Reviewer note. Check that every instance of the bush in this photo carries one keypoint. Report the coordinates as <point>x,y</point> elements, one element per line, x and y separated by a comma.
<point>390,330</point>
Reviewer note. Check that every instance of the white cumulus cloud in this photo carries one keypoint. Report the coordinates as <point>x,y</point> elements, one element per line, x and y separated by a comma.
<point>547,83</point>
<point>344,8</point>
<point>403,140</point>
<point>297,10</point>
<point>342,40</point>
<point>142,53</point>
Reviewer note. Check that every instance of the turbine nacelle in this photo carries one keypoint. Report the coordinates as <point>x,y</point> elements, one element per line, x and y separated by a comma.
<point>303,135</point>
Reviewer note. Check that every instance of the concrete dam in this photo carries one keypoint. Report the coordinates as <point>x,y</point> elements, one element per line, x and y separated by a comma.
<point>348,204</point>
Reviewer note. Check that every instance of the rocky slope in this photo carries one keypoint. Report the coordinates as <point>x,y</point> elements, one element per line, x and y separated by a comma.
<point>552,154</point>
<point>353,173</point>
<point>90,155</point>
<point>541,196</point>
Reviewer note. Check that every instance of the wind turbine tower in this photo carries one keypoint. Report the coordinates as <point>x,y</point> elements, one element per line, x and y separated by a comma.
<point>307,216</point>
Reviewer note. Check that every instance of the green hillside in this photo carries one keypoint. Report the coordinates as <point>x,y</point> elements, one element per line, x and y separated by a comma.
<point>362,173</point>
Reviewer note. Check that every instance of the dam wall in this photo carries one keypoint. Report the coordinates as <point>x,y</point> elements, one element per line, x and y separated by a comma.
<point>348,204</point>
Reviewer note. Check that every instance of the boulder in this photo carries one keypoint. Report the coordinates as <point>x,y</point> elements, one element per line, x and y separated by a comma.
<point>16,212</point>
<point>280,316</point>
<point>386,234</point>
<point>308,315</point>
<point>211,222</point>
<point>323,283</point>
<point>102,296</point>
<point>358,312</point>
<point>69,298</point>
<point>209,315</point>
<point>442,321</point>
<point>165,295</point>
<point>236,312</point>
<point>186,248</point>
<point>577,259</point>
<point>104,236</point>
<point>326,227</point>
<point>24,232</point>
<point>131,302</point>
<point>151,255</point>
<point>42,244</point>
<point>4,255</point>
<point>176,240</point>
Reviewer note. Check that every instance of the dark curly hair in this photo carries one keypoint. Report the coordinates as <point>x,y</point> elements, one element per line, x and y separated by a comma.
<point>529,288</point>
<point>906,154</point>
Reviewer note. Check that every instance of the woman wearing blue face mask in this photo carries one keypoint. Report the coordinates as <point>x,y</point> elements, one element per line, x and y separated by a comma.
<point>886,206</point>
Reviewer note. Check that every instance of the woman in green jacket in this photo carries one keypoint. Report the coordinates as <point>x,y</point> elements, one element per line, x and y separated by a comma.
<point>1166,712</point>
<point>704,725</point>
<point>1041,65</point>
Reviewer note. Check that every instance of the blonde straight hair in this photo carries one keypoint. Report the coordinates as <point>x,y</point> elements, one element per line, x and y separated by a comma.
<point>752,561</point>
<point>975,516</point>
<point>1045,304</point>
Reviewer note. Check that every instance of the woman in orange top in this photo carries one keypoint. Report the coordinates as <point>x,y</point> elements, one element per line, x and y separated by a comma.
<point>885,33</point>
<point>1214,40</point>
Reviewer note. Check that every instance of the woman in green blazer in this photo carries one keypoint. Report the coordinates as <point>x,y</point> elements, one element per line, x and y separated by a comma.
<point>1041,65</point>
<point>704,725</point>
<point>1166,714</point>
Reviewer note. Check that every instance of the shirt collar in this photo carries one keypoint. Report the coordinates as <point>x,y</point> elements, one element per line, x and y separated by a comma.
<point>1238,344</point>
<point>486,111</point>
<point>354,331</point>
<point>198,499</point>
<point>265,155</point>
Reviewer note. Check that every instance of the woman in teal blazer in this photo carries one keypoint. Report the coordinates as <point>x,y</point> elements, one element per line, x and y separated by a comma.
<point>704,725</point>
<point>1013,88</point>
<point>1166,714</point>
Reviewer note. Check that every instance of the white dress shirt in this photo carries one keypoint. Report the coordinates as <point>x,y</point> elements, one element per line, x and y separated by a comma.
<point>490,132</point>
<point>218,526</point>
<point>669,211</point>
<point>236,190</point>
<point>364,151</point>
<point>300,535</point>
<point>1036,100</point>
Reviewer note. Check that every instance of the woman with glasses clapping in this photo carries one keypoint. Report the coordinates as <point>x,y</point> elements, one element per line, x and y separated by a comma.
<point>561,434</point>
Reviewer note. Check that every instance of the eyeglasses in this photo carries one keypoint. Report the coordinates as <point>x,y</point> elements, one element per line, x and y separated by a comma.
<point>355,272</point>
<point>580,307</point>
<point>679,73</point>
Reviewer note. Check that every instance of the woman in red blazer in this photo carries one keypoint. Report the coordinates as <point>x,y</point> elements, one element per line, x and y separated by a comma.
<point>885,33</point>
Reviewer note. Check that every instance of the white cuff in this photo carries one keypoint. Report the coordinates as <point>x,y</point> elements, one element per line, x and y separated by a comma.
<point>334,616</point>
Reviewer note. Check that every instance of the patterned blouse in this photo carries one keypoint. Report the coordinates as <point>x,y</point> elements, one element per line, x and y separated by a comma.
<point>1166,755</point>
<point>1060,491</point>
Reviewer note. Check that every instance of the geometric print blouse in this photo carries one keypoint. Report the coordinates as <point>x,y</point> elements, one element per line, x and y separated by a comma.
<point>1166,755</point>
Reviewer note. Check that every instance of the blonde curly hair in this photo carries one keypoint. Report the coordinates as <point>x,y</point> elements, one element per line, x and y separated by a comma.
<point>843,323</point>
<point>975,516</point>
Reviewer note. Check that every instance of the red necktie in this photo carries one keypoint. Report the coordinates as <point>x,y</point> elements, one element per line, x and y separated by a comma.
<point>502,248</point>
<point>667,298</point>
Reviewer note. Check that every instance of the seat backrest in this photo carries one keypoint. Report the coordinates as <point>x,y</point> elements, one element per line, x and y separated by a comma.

+ + + +

Copy every item above, substituting "Annotator note" for each occurrence of "Reviewer note" and leaving everything else unchanged.

Annotator note. Check that every instance of the bush in this photo carries one keypoint. Report the coordinates as <point>x,y</point> elements, one element per line, x and y separated by a comma.
<point>390,330</point>
Annotator note. Check that every instance of the white cumulus cloud in this photo carries one keypoint. Report the coordinates as <point>x,y</point> elements, one element per line, x and y separated by a comma.
<point>547,83</point>
<point>344,8</point>
<point>403,140</point>
<point>297,10</point>
<point>342,40</point>
<point>142,53</point>
Annotator note. Check that every instance of the turbine nacelle in this photo carries one keypoint. Report the coordinates as <point>x,y</point> elements, one element per line, x and y separated by a comma.
<point>303,135</point>
Annotator note. Check that every instance of the concrete dam in this photo carries one keypoint. Report the coordinates as <point>x,y</point> elements, one element per line, x and y separated by a comma.
<point>348,204</point>
Annotator note. Check that every instance of the rocky slope in this photo carries one keypoint. Report the coordinates as <point>x,y</point> elements, one element per line, x and y separated by a comma.
<point>552,154</point>
<point>353,173</point>
<point>90,155</point>
<point>541,196</point>
Annotator note. Check that every instance of the wind turbine tower in this photo carries one keypoint. Report the coordinates as <point>x,y</point> elements, one element per line, x and y separated by a comma.
<point>307,216</point>
Annotator note. Check that every instance of the green hillside in this photo carries one keypoint. Report the coordinates as <point>x,y</point> elements, one element per line, x and y separated by a comma.
<point>362,173</point>
Annotator note. Check that every instance of the dam wall in this photo carries one keypoint. Report the coordinates as <point>x,y</point> elements, one element per line, x and y separated by a comma.
<point>348,204</point>
Annotator note. Check that every instance of the boulder in this photo carries one keypoint. Report the coordinates as <point>x,y</point> elements, one element per line, x and y separated by a comma.
<point>16,212</point>
<point>280,316</point>
<point>386,234</point>
<point>308,315</point>
<point>211,222</point>
<point>323,283</point>
<point>102,296</point>
<point>358,312</point>
<point>69,298</point>
<point>209,315</point>
<point>442,321</point>
<point>165,295</point>
<point>236,312</point>
<point>186,248</point>
<point>577,259</point>
<point>104,236</point>
<point>326,227</point>
<point>24,232</point>
<point>131,302</point>
<point>151,255</point>
<point>42,244</point>
<point>4,255</point>
<point>176,240</point>
Annotator note. Check that every instance of the dark curly hair in this photo carries one keypoint. Report the coordinates as <point>x,y</point> elements, one element per line, x and y separated by a comma.
<point>529,288</point>
<point>906,154</point>
Annotator note. Check that every instance of the woman wearing blue face mask in this photo carries one keypoint. Report the coordinates as <point>x,y</point> elements, one element per line, x and y separated by a comma.
<point>886,206</point>
Annotator note. Check that every instance of the woman in green jacket in this photo carries one keypoint. Report the coordinates as <point>x,y</point> elements, one element per line, x and y separated by a comma.
<point>1166,712</point>
<point>704,725</point>
<point>1041,65</point>
Annotator note. Check that every instance of the blonde straight hair in this photo carries one keypoint. Report the coordinates as <point>x,y</point> elements, one element per line, x and y separated by a comma.
<point>752,561</point>
<point>975,516</point>
<point>1045,304</point>
Annotator note. Check that every instance of the woman in orange top in this photo carries one keypoint. Report the coordinates as <point>x,y</point> elements, one element per line, x and y separated by a comma.
<point>885,33</point>
<point>1214,40</point>
Annotator note. Check that every instance of the woman in green blazer in this photo carries one keypoint. Report the coordinates as <point>x,y</point> elements, one element per line, x and y separated by a comma.
<point>1041,65</point>
<point>704,725</point>
<point>1166,714</point>
Annotator note. Check that every instance of the shirt collar in this photo carries one keypoint. Report the coordinates as <point>x,y</point> elements, one element per line, x and y separated by a comma.
<point>1238,344</point>
<point>486,111</point>
<point>354,331</point>
<point>198,499</point>
<point>265,155</point>
Annotator note. Check that every instance of the woman in teal blazer in this photo carries one keypoint. Report the coordinates as <point>x,y</point> elements, one element per line, x and y separated by a comma.
<point>704,725</point>
<point>1013,88</point>
<point>1166,714</point>
Annotator note. Check that every instance of the white dress shirt in this photo carries one keypoint. Report the coordinates as <point>x,y</point> elements, one element per line, x and y separated by a comma.
<point>490,132</point>
<point>218,526</point>
<point>669,211</point>
<point>236,190</point>
<point>364,151</point>
<point>300,535</point>
<point>1036,100</point>
Annotator note. Check that every instance of the woman with glasses clapping in this photo carries one keypoint. Report the coordinates as <point>x,y</point> elements, one element per line, x and y separated by a comma.
<point>561,434</point>
Annotator note. Check that every instance of the eyeglasses in this photo carries one keypoint. Report the coordinates as <point>x,y</point> elements, one element per line, x and y separated by a comma.
<point>355,272</point>
<point>580,307</point>
<point>679,73</point>
Annotator note. Check that every instance of the woman in red blazer in this photo carries one keypoint. Report the coordinates as <point>x,y</point> elements, one element per line, x and y separated by a comma.
<point>885,33</point>
Annotator note. Check that every instance of the white cuff in this photo carries one keypoint. Report the coordinates as <point>x,y</point> elements, one element per line, x and y separated by a comma.
<point>334,616</point>
Annotator note. Check that every instance of the patterned blouse in this photo carries one keypoint. Report the coordinates as <point>x,y</point> elements, one element per line, x and y separated by a comma.
<point>1166,755</point>
<point>1060,491</point>
Annotator note. Check that every instance of the geometric print blouse in this photo carries one keypoint. Report the coordinates as <point>x,y</point> elements, one element per line, x and y separated by a comma.
<point>1166,755</point>
Annotator note. Check that every instance of the blonde curly hair in this photo carries one keypoint. Report the coordinates as <point>x,y</point> elements, one element per line, x and y separated by a comma.
<point>843,323</point>
<point>975,516</point>
Annotator note. Check that every instance of the red necktie in this photo carries one keypoint. Report the coordinates as <point>x,y</point> elements, one element per line, x and y separated by a comma.
<point>502,248</point>
<point>667,298</point>
Annotator note. Check that every instance of the seat backrest in this photo carries one keypoint. Report the coordinates as <point>x,y</point> elements, one element per line, x and y separated by a comma.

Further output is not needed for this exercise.